[Dataset records]
---*---

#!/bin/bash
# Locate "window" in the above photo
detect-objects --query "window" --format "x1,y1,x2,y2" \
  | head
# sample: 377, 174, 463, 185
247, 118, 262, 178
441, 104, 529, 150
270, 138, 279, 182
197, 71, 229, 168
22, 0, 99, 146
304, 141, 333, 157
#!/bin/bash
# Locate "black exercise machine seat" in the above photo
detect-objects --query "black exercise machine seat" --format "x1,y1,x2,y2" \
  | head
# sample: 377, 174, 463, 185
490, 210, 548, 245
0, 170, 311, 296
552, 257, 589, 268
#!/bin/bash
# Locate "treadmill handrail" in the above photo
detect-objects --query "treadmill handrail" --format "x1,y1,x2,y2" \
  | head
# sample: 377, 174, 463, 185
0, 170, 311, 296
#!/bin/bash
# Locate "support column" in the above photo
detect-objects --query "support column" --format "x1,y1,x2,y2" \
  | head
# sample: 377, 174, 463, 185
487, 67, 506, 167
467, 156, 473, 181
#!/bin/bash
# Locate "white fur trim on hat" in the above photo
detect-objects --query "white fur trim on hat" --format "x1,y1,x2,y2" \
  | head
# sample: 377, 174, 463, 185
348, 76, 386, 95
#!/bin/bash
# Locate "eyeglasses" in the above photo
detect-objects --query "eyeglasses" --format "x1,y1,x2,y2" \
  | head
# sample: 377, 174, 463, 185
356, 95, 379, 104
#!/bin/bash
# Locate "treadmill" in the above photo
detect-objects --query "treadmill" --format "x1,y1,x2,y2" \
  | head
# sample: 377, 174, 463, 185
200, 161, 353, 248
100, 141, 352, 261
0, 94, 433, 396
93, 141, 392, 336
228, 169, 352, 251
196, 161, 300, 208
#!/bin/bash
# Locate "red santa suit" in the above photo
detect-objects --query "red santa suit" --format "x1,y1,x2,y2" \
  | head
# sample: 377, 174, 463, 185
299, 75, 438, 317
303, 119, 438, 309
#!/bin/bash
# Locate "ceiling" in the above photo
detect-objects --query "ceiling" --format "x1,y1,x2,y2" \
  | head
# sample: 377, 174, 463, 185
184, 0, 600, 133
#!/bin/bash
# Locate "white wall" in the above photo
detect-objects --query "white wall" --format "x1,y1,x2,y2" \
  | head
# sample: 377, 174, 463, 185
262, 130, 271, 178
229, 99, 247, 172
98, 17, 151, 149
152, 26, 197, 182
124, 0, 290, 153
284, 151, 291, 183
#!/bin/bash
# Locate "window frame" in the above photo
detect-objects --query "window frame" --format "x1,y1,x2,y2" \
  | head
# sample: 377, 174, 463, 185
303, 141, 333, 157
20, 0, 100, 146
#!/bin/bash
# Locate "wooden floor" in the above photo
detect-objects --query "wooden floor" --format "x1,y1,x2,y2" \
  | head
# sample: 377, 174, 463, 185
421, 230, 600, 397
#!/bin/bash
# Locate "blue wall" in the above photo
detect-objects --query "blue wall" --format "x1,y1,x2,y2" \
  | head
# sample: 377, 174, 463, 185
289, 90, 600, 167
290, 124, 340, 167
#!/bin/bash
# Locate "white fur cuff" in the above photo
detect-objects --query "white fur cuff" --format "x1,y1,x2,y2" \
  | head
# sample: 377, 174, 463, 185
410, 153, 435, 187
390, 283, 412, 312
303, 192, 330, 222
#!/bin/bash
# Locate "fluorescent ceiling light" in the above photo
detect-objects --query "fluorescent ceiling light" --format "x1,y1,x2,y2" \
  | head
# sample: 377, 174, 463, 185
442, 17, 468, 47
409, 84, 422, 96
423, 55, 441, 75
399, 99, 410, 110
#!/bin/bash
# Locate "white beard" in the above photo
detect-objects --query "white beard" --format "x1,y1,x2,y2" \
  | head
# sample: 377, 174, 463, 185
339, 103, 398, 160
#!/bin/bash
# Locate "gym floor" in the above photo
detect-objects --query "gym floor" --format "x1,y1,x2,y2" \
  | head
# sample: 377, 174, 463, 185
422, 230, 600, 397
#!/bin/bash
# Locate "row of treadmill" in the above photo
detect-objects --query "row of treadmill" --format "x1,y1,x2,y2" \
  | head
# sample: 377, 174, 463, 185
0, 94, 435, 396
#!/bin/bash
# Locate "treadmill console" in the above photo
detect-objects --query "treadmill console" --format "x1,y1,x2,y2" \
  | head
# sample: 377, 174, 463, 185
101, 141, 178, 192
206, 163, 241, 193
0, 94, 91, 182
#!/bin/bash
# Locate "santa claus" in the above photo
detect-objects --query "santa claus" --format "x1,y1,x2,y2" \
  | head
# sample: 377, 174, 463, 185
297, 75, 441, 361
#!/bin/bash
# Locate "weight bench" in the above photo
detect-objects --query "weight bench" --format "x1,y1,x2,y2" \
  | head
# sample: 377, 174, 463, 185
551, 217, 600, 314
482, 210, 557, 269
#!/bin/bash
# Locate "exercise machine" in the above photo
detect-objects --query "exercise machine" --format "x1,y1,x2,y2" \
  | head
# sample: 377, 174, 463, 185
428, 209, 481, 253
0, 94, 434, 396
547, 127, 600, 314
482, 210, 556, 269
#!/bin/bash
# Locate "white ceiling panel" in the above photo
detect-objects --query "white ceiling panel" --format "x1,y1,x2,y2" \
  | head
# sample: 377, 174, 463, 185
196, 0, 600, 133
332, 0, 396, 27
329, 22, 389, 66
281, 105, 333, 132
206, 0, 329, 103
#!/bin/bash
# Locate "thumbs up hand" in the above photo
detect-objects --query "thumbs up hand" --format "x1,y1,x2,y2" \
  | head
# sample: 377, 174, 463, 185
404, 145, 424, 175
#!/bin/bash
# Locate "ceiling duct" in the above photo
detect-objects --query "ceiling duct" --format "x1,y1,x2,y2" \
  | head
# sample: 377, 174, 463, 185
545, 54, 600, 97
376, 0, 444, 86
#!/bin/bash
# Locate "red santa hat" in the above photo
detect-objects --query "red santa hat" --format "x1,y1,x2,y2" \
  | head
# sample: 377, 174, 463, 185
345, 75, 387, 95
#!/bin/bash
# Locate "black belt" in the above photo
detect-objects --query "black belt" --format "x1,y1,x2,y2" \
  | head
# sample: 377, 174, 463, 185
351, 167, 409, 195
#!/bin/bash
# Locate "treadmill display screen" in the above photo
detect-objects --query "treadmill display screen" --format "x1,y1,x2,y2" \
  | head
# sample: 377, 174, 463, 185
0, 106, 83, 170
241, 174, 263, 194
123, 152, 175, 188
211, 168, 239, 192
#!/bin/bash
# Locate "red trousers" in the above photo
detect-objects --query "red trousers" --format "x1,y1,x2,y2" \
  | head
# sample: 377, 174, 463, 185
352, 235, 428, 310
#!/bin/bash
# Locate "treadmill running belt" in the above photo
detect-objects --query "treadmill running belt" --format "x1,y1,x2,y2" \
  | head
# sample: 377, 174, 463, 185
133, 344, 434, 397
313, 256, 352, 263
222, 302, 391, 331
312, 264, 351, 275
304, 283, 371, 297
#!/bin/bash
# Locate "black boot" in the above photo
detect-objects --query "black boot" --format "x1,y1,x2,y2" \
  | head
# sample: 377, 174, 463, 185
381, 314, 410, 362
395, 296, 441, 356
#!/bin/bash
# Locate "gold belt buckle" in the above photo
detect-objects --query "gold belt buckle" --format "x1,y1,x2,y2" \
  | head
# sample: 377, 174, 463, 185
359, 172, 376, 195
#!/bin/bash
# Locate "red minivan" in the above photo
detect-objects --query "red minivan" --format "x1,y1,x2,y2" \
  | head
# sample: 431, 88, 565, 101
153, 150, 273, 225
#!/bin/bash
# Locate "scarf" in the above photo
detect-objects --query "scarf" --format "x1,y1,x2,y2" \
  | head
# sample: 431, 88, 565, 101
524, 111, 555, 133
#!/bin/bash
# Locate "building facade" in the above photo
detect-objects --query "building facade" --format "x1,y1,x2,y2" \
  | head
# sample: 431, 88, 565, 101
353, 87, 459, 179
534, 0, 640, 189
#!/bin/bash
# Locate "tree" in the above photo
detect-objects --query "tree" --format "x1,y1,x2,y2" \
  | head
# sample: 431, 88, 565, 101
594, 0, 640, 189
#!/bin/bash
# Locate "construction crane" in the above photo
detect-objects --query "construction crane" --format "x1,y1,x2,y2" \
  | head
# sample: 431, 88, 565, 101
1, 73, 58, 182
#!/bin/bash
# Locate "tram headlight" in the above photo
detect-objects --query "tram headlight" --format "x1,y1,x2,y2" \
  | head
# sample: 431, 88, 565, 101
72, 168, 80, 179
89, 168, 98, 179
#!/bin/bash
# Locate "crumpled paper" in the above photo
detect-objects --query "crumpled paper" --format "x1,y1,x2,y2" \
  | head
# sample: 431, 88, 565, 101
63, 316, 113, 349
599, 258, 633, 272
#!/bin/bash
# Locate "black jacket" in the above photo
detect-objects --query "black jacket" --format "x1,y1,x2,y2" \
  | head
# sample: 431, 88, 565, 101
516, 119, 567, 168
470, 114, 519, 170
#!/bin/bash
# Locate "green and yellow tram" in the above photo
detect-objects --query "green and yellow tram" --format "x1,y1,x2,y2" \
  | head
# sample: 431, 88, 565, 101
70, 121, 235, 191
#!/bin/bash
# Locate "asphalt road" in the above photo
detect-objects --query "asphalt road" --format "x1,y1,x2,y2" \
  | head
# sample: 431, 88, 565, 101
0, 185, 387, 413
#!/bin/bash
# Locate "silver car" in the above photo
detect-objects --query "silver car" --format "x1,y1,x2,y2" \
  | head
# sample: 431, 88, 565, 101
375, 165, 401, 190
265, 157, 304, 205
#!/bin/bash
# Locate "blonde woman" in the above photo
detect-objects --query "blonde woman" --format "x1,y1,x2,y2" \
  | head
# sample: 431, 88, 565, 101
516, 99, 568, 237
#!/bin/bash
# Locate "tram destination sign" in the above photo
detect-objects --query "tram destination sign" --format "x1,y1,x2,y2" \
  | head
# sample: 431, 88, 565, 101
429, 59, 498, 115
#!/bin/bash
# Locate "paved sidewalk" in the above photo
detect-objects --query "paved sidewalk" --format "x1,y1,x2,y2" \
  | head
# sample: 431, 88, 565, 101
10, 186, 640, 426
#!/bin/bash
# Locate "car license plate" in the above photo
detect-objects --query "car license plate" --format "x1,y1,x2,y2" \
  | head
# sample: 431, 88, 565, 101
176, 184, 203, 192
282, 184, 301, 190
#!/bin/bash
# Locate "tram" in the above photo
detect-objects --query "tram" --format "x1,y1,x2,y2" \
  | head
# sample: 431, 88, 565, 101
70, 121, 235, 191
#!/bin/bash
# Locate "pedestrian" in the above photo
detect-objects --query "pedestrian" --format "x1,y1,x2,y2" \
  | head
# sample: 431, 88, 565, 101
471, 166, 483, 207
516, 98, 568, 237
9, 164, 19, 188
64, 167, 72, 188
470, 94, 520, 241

---*---

Which lines above hold the string "frame"? Show each of them.

# Locate "window frame" in the above photo
detect-objects --query "window frame" --format "x1,y1,x2,y2" \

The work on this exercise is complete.